Problems
(1) In the LLVM patch below, translate this sentence into Spanish: "This patch handles trinary scalar integers for FSHL/R in FoldConstantArithmetic."
(2) Write the next part of the LLVM patch diff below, starting after its final line.
***** Passage
This patch handles trinary scalar integers for FSHL/R in FoldConstantArithmetic.
Pending until #153790 is merged.

Full diff: https://github.com/llvm/llvm-project/pull/154480.diff

2 Files Affected:

(modified) llvm/lib/CodeGen/SelectionDAG/SelectionDAG.cpp (+36)
(added) llvm/test/CodeGen/X86/fshl-fshr-constant.ll (+168)

diff --git a/llvm/lib/CodeGen/SelectionDAG/SelectionDAG.cpp b/llvm/lib/CodeGen/SelectionDAG/SelectionDAG.cpp
index 68ea72c732e1e..533eb8bffe8f2 100644
--- a/llvm/lib/CodeGen/SelectionDAG/SelectionDAG.cpp
+++ b/llvm/lib/CodeGen/SelectionDAG/SelectionDAG.cpp
@@ -6740,6 +6740,18 @@ static std::optional<APInt> FoldValue(unsigned Opcode, const APInt &C1,
   }
   return std::nullopt;
 }
+
+static std::optional<APInt> FoldValue(unsigned Opcode, const APInt &C1,
+                                      const APInt &C2, const APInt &C3) {
+  //switch (Opcode) {
+  //case ISD::FSHL:
+    //return APIntOps::fshl(C1, C2, C3);
+  //case ISD::FSHR:
+    //return APIntOps::fshr(C1, C2, C3);
+  //}
+  return std::nullopt;
+}
+
 // Handle constant folding with UNDEF.
**********
***** Dataset records
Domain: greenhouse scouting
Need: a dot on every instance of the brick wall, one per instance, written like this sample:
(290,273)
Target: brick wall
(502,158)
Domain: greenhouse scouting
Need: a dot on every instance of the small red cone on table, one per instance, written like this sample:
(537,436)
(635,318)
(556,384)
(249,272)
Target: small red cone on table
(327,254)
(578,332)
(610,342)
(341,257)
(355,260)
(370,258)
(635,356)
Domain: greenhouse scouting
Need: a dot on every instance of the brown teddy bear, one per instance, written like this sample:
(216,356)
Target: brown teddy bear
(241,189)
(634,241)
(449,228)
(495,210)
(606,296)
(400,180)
**********
Outputs for the tasks
(1) Este parche gestiona enteros escalares ternarios para FSHL/R en FoldConstantArithmetic.

(2)
 // TODO: Handle more cases.
 static std::optional<APInt> FoldValueWithUndef(unsigned Opcode, const APInt &C1,
@@ -7054,6 +7066,30 @@ SDValue SelectionDAG::FoldConstantArithmetic(unsigned Opcode, const SDLoc &DL,
     }
   }
 
+  // Handle trinary-op special cases.
+  if (NumOps == 3) {
+    // TODO: Handle FP math if ternary support is added to foldConstantFPMath
+    auto *C1 = dyn_cast<ConstantSDNode>(Ops[0]);
+    auto *C2 = dyn_cast<ConstantSDNode>(Ops[1]);
+    auto *C3 = dyn_cast<ConstantSDNode>(Ops[2]);
+
+    if (C1 && C2 && C3) {
+      if (C1->isOpaque() || C2->isOpaque() || C3->isOpaque())
+        return SDValue();
+
+      std::optional<APInt> FoldAttempt =
+          FoldValue(Opcode, C1->getAPIntValue(), C2->getAPIntValue(),
+                    C3->getAPIntValue());
+      if (!FoldAttempt)
+        return SDValue();
+
+      SDValue Folded = getConstant(*FoldAttempt, DL, VT);
+      assert((!Folded || !VT.isVector()) &&
+             "Can't fold vectors ops with scalar operands");
+      return Folded;
+    }
+  }
+
   // This is for vector folding only from here on.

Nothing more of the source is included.